> Source extract:
Mises Wire

Value-Free Economics and Political Advocacy

Value-Free Economics and Political Advocacy

GMU economist Peter Boettke
writes:

As of January 1, 2010, we are changing our name to “Coordination Problem”. This name change is symbolic as well as substantive. The term “Austrian economics” has become as much a hindrance to the advancement of thought as a convenient shorthand to signal certain methodological and analytical presumptions. We started this blog with a clear purpose to emphasize ongoing research in the scientific literature, and developments in higher education as related to economics and political economy. As a group we are committed to methodological individualism, market process theory, institutional analysis, and spontaneous order theorizing. And while we do not shy away from policy discussions, we do not identify with any political party or specific political movement.

I would point out that Ludwig von Mises unabashedly identified with a “specific political movement”: that of liberalism. In fact, he wrote a book on it. And Mises saw no contradiction between his forthright liberalism and his adherence to value-free scholarship. In his liberalism, he did not impose his own moral ends on others. He simply made the reasonable assumption that, outside of the handful of aescetics in the world…

people prefer life to death, health to sickness, nourishment to starvation, abundance to poverty. (Human Action, Chapter 8, Section 2

As a liberal and as an economist, he sought to teach his fellow man “how to act in accordance with these valuations.” And regarding such modes of action, economics, as Mises saw it, is not ambivalent. Rather, as Jorg Guido Hulsmann put it, in his splendid biography, Mises: The Last Knight of Liberalism, economics is…

… a science with clear political implications,
not a mere intellectual exercise. (Page 547)

Mises also saw, according to Hulsmann, that in the 1920s…

…an increasing number of young economists
turned their attention to abstract and technical problems…

Mises observed that this retreat from traditional economic
inquiry was in part the result of a perverse interpretation of
value-freedom in the social sciences. According to this view, any
critique of practical politics, by the very fact that it deals with a
political problem, cannot possibly be scientific. Such was the
strongly held opinion of Friedrich von Wieser and others.

Natural language descriptions of regions
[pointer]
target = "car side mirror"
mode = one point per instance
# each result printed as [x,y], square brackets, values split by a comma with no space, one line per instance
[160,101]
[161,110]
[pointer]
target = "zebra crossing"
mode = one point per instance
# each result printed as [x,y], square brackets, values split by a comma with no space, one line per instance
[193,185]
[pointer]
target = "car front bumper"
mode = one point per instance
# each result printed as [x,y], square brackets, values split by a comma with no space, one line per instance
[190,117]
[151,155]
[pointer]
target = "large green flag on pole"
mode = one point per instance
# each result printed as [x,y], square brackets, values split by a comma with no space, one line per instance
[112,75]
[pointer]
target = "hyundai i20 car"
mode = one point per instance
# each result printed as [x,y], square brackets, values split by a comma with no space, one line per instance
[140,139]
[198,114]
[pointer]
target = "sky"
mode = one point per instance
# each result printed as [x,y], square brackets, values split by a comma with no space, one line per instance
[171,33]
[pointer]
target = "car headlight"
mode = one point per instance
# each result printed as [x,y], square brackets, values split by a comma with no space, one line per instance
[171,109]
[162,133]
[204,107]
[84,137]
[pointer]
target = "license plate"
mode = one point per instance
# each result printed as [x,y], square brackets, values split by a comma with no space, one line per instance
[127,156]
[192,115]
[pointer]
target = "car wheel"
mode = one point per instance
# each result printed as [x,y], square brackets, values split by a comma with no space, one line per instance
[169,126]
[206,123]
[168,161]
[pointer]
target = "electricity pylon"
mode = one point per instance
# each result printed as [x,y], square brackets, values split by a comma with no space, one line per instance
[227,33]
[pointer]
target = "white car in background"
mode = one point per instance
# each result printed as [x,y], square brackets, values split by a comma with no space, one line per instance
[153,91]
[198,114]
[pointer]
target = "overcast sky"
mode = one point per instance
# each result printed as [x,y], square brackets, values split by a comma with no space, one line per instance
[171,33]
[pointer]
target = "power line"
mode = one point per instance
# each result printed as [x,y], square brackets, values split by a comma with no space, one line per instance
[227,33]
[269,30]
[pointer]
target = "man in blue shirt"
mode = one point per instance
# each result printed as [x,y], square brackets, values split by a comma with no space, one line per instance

> Problem set:
A: Translate this sentence from the Mises Wire post into Spanish: "And Mises saw no contradiction between his forthright liberalism and his adherence to value-free scholarship."
B: According to the Mises Wire post, what four things does Boettke's group say it is committed to?
C: Write the next part of the Mises Wire post, picking up after its final sentence.

> Results for each task:
A: Y Mises no veía ninguna contradicción entre su liberalismo franco y su adhesión a una investigación libre de valores.

B:
- methodological individualism
- market process theory
- institutional analysis
- spontaneous order theorizing

C:
Mises did not concur. Economic analysis is suitability analysis;
it examines whether a proposed means is fit to attain a purported
end. This is a factual question and thus subject to a scientific
answer. Economists can invoke the authority of their science when they reject a policy that does not achieve what its
proponents say it will. Mises concluded by pointing out that
erroneous notions of value-freedom threatened to make the
research of the rising generation sterile… (pages 549-550)

The above is not meant to imply that Boettke and his colleagues abjure from “any critique of practical politics”; as Boettke said, they do not shy away from policy discussions. Rather it is meant to underline the point that firm political stances and value-free scholarship are not antithetical. Just as there is nothing untoward in a physician maintaining an uncompromising position on eating out of lead-based cans, there is nothing untoward in an economist maintaining an uncompromising advocacy for the abolition of the Federal Reserve.

I borrow this line of argument from Mises himself, who wrote (emphasis added):

Socialism cannot be realized because it is beyond human power to establish it as a social system. The choice is between capitalism and chaos. A man who chooses between drinking a glass of milk and a glass of a solution of potassium cyanide does not choose between two beverages; he chooses between life and death. A society that chooses between capitalism and socialism does not choose between two social systems; it chooses between social cooperation and the disintegration of society. Socialism is not an alternative to capitalism; it is an alternative to any system under which men can live as human beings. To stress this point is the task of economics as it is the task of biology and chemistry to teach that potassium cyanide is not a nutriment but deadly poison.